Information given:
==============================

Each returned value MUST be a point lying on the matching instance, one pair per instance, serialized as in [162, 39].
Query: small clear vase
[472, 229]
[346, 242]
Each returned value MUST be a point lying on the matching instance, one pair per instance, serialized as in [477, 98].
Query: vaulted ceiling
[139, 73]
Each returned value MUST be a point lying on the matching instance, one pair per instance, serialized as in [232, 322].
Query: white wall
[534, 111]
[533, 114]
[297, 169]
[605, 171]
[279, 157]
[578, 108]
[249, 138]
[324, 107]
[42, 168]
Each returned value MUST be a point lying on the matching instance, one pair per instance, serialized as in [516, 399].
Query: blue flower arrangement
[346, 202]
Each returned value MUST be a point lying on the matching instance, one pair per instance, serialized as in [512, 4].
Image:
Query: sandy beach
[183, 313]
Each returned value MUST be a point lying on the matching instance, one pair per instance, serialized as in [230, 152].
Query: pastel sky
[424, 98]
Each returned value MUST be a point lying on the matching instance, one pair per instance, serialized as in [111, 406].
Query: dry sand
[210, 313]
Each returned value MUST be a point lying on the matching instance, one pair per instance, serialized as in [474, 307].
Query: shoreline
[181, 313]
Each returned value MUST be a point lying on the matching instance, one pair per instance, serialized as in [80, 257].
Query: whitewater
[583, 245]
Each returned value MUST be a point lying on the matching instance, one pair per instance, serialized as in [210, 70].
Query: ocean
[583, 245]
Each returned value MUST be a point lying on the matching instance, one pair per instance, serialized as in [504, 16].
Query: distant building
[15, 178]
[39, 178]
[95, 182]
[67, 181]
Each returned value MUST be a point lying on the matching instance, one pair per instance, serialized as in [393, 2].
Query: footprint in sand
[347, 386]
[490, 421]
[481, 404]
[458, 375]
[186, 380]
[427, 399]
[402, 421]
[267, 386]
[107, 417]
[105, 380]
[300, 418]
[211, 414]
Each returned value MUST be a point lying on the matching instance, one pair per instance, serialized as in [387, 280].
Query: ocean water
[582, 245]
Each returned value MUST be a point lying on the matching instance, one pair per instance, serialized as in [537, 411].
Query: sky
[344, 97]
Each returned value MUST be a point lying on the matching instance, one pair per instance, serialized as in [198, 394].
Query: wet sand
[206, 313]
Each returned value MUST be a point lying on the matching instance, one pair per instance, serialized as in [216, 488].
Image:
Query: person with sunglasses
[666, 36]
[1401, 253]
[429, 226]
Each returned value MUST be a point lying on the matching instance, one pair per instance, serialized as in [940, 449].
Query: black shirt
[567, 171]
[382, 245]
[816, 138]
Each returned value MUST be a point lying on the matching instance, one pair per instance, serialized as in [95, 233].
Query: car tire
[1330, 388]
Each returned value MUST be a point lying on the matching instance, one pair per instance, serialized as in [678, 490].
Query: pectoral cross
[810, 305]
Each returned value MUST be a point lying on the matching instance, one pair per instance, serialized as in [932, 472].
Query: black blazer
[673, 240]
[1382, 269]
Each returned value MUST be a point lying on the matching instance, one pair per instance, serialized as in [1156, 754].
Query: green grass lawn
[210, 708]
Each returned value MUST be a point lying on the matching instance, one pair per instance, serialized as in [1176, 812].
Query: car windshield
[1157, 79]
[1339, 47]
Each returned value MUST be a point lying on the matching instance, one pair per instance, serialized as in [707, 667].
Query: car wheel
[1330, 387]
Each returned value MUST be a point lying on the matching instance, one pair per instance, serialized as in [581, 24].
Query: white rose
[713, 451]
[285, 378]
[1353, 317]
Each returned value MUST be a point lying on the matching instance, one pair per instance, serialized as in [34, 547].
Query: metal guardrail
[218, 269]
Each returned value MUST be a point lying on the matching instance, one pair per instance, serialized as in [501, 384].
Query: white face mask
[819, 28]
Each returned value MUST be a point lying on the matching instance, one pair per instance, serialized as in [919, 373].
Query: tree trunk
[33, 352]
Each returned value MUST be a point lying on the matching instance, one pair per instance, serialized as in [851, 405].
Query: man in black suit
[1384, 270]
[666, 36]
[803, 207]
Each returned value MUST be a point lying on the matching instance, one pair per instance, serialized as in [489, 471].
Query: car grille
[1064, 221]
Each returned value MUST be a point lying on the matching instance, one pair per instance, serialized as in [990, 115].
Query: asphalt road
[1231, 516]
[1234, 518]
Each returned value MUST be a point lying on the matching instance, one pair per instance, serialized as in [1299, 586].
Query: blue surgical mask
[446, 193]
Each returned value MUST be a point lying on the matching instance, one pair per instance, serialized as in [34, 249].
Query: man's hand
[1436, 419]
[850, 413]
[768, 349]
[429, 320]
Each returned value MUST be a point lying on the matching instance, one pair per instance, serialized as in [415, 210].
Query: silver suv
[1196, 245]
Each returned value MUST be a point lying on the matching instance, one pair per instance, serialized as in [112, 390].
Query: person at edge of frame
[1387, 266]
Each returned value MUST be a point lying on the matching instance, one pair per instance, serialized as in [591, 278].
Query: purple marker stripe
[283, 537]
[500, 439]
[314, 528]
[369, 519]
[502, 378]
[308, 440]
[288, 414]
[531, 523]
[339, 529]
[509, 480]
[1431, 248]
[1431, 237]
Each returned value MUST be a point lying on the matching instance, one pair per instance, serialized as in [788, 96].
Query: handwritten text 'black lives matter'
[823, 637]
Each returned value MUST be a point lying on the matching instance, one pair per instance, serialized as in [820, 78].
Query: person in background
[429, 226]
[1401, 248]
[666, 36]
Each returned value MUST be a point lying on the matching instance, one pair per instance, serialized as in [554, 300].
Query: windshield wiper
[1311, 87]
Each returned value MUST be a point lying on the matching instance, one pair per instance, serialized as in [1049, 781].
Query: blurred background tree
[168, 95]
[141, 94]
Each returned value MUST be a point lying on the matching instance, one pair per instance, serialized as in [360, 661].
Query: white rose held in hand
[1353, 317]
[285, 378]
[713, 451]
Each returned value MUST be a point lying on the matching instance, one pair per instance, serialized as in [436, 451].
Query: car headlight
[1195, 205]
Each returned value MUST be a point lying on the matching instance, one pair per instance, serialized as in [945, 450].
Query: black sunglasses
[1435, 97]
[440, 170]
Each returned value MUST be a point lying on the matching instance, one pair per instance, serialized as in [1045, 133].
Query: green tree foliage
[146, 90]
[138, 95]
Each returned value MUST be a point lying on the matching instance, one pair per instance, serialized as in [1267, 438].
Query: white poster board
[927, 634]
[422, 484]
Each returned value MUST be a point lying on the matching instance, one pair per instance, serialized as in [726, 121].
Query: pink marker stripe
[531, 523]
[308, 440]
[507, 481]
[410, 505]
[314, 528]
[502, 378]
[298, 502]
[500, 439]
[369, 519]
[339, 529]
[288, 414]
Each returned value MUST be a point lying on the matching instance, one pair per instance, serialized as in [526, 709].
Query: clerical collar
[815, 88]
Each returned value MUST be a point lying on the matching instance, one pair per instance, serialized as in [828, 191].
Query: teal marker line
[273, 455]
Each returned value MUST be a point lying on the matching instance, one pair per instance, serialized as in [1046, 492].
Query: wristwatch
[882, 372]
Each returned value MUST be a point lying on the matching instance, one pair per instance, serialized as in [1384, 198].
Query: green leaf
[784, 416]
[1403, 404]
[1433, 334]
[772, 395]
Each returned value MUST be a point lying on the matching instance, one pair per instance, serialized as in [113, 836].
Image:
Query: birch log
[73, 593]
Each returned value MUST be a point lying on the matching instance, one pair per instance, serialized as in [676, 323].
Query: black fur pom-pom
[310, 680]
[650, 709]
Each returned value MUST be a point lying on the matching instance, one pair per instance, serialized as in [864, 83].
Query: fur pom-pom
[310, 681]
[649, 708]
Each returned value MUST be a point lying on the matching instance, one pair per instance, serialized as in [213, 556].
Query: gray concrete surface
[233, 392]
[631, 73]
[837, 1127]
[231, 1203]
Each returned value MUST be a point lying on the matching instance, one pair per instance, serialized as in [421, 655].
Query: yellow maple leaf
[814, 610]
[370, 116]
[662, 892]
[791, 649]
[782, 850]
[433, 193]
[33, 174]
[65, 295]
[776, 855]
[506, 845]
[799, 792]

==============================

Beginning at the top of the records above, transcribe each line exactly up to and including the line that holds "in [232, 322].".

Result of this exercise:
Each returned value MUST be a point lying on the matching instance, one pair per instance, serialized as in [162, 39].
Query: small clear vase
[472, 229]
[346, 242]
Each returned value MUST be a point lying on the matching instance, one pair per instance, serialized as in [477, 98].
Query: vaulted ceiling
[139, 73]
Each returned value MUST be a point lying on the matching instance, one pair per instance, serialized as in [232, 322].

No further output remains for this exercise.